-- START Material to process --
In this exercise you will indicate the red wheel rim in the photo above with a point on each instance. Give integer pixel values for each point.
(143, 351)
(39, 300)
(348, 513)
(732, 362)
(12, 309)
-- END Material to process --
Problem:
Turn every line of the items above into a Markdown table with the columns "No." and "Line". Number the rows in order and skip blank lines.

Result for this task:
| No. | Line |
|---|---|
| 1 | In this exercise you will indicate the red wheel rim in the photo above with a point on each instance. Give integer pixel values for each point. |
| 2 | (143, 351) |
| 3 | (39, 300) |
| 4 | (348, 513) |
| 5 | (732, 362) |
| 6 | (12, 309) |